**TO BE DONE:**
Please gather every line below that contains the word "lamp". Case counts, so only match lines where the letters have the same capitalization.

**INPUT ROWS:**
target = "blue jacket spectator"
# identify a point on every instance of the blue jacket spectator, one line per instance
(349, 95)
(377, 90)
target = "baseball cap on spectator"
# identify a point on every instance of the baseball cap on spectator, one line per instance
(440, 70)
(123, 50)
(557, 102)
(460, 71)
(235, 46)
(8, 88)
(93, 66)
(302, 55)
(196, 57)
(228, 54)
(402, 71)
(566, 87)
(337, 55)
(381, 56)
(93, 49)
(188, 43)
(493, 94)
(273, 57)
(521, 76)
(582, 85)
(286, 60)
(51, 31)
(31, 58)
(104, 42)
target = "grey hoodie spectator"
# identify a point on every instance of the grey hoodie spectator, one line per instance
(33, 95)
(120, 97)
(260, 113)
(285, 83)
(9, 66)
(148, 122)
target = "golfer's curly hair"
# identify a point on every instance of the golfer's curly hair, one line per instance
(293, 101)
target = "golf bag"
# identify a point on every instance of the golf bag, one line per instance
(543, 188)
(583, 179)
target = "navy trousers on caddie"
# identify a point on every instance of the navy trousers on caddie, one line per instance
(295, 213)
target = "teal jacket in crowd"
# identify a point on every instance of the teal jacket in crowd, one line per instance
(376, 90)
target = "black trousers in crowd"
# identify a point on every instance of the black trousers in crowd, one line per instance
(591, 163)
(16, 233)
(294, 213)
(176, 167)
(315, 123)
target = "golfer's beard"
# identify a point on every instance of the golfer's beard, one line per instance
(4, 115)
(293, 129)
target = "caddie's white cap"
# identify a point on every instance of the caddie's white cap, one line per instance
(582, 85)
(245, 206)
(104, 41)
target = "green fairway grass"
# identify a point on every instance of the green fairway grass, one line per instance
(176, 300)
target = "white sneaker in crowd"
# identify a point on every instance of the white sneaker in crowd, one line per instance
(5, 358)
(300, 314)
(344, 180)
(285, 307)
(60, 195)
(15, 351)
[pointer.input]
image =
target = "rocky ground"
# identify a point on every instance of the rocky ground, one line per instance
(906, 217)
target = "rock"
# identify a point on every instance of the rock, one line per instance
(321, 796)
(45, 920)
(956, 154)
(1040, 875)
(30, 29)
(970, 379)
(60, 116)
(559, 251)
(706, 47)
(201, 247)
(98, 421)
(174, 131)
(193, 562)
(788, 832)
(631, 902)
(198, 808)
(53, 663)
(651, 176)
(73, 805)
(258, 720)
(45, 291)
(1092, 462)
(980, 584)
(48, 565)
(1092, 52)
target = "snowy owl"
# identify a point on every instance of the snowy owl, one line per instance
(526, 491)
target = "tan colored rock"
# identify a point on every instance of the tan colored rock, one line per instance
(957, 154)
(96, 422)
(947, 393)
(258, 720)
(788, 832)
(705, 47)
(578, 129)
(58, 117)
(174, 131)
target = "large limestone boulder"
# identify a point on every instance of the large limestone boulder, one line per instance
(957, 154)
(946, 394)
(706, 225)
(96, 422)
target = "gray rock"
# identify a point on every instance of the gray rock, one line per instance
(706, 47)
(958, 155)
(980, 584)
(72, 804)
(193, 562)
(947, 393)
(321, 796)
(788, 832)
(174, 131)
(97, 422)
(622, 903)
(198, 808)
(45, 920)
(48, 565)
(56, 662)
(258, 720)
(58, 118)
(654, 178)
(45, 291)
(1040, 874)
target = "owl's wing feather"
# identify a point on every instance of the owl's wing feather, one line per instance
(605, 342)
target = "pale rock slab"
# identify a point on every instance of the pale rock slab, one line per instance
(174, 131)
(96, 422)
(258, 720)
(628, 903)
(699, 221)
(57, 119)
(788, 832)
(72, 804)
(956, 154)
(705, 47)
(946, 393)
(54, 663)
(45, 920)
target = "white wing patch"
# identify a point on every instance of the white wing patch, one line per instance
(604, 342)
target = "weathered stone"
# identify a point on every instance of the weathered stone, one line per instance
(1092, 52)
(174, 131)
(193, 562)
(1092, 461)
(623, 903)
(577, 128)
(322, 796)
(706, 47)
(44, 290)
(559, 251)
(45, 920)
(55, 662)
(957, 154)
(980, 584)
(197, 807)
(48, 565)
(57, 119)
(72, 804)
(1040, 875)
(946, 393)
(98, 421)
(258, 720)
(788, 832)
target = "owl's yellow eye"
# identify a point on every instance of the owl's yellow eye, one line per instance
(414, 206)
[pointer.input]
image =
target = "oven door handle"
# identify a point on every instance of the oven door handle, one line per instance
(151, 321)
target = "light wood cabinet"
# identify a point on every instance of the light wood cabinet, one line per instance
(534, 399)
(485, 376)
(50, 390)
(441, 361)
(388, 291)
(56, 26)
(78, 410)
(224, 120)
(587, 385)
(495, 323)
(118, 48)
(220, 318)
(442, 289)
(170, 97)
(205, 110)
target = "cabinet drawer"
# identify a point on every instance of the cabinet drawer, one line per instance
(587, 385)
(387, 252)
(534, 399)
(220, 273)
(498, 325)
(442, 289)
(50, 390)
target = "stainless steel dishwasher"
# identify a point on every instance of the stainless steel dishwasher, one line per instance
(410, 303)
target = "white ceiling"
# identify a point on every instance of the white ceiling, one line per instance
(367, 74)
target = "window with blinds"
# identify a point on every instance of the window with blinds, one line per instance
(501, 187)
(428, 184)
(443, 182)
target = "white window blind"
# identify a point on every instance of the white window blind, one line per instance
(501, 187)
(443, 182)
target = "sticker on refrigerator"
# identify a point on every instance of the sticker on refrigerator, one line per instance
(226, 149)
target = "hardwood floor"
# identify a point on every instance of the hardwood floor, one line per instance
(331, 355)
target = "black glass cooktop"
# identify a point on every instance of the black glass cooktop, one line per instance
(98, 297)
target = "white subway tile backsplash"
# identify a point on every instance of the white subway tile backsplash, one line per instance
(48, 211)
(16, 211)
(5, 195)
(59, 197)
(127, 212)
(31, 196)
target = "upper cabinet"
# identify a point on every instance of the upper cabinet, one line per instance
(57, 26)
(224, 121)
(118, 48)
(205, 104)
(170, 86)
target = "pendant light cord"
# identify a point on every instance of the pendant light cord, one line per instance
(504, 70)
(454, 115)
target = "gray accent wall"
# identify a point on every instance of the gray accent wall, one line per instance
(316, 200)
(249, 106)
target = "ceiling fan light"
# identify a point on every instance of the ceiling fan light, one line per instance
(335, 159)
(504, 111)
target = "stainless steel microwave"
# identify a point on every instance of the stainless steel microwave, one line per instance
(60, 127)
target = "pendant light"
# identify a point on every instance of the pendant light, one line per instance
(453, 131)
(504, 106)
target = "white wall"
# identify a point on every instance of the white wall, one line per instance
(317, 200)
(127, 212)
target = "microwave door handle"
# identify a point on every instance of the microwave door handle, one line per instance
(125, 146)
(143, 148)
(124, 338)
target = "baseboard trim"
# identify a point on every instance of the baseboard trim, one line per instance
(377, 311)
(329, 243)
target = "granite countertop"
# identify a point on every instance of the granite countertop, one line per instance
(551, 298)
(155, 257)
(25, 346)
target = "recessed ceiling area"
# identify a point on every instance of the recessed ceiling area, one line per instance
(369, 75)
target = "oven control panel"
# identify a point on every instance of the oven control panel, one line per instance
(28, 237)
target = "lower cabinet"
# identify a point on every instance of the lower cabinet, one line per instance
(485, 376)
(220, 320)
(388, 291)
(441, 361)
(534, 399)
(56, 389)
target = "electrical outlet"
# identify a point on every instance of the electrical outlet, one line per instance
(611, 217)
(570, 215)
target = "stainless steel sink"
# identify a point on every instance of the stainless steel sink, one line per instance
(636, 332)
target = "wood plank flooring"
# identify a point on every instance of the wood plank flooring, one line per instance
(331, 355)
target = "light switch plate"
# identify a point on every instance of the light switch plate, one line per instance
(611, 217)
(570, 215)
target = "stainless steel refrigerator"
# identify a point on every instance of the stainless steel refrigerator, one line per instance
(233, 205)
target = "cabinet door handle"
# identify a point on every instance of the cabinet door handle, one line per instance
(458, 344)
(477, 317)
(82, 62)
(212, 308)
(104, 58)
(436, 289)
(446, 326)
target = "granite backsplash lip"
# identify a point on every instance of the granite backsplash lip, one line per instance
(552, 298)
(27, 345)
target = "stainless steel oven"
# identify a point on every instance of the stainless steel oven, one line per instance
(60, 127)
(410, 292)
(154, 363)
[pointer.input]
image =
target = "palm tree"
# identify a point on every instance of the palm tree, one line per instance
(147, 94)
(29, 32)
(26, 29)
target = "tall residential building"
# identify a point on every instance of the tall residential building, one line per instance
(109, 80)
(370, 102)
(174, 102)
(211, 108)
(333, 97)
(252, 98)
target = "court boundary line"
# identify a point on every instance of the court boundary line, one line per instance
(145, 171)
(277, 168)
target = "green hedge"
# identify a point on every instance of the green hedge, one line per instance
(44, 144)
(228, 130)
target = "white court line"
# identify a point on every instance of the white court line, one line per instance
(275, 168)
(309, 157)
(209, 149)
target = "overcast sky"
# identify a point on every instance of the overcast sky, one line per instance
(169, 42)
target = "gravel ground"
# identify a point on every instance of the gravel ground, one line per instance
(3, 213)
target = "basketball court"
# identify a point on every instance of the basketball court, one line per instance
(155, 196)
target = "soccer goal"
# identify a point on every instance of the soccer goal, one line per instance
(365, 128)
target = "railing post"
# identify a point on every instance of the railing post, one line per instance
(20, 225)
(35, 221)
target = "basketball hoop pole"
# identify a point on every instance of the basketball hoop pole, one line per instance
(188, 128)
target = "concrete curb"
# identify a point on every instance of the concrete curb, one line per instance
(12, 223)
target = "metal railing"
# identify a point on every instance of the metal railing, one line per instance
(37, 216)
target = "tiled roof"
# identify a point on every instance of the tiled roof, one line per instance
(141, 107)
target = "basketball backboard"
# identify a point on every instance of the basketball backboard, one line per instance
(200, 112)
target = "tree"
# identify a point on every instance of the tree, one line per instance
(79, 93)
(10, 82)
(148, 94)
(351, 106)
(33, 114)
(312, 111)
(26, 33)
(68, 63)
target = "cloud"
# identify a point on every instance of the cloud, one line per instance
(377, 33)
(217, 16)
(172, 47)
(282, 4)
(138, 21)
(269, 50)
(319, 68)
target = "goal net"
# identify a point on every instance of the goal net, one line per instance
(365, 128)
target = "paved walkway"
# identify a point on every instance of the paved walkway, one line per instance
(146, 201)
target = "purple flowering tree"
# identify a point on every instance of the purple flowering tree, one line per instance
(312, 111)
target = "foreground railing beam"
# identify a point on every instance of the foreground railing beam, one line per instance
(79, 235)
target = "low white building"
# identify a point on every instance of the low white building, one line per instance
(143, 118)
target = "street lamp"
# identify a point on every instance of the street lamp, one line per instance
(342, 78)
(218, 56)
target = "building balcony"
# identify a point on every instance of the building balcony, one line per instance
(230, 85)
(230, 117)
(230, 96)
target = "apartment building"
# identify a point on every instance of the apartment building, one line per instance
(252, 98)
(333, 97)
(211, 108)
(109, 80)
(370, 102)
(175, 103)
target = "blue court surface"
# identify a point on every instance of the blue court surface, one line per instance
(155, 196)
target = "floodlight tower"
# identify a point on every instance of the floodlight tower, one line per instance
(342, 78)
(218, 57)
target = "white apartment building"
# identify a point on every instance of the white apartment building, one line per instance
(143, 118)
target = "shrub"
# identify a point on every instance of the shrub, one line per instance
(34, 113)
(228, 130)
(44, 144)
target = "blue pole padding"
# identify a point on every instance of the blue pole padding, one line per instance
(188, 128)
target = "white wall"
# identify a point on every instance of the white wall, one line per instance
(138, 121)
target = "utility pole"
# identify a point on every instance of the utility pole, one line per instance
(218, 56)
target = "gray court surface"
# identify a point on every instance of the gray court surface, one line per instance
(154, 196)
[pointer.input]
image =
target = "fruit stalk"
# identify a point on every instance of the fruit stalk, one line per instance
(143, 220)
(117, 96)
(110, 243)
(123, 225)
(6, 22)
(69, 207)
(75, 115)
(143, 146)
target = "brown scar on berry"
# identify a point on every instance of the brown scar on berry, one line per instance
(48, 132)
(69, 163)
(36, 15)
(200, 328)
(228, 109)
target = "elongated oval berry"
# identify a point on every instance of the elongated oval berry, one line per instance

**WRITTEN ANSWER:**
target = "street lamp"
# identify a point on every instance of the street lamp, one line per instance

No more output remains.